Tekstfragment.
◆ ◆ ◆ ◆ ◆

Het is deze mystieke ervaring die alle spirituele tradities met elkaar gemeen hebben en het is die ervaring die een selecte groep van individuen in verschillende culturen doorheen de geschiedenis heeft meegemaakt. Of dit nu het gevolg is geweest van natuurlijke aanleg of van rigoureuze training (denk maar aan diepe meditatie bijvoorbeeld): Boeda, Jezus, de Soefi-mystici van de Islam en de Vedanta-mystici van het Hindoeïsme,… Allemaal hadden ze deze bewustzijnstoestand bereikt. Ook voor Zwitsers psycholoog Carl Gustav Jung (1875-1961) was deze bewustzijnstoestand een manier om de diepte in zichzelf en het collectieve onderbewuste van de mensheid te verkennen. Jung geloofde ook dat deze bewustzijnstoestand erg leek op wat de gnostische Christenen ervaarden wanneer zij ‘gnosis’ – een goddelijke kennis, een goddelijk inzicht – verkregen.

◆ ◆ ◆ ◆ ◆

Taakvereisten. Kopieer het volledige fragment over de mystieke ervaring letterlijk.

Aangeleverde gegevens.

◆ ◆ ◆ ◆ ◆

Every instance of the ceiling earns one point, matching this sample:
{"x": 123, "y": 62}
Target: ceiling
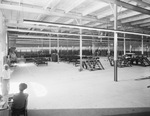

◆ ◆ ◆ ◆ ◆

Uitvoer oefening.
Het is deze mystieke ervaring die alle spirituele tradities met elkaar gemeen hebben en het is die ervaring die een selecte groep van individuen in verschillende culturen doorheen de geschiedenis heeft meegemaakt. Of dit nu het gevolg is geweest van natuurlijke aanleg of van rigoureuze training (denk maar aan diepe meditatie bijvoorbeeld): Boeda, Jezus, de Soefi-mystici van de Islam en de Vedanta-mystici van het Hindoeïsme,… Allemaal hadden ze deze bewustzijnstoestand bereikt. Ook voor Zwitsers psycholoog Carl Gustav Jung (1875-1961) was deze bewustzijnstoestand een manier om de diepte in zichzelf en het collectieve onderbewuste van de mensheid te verkennen. Jung geloofde ook dat deze bewustzijnstoestand erg leek op wat de gnostische Christenen ervaarden wanneer zij ‘gnosis’ – een goddelijke kennis, een goddelijk inzicht – verkregen.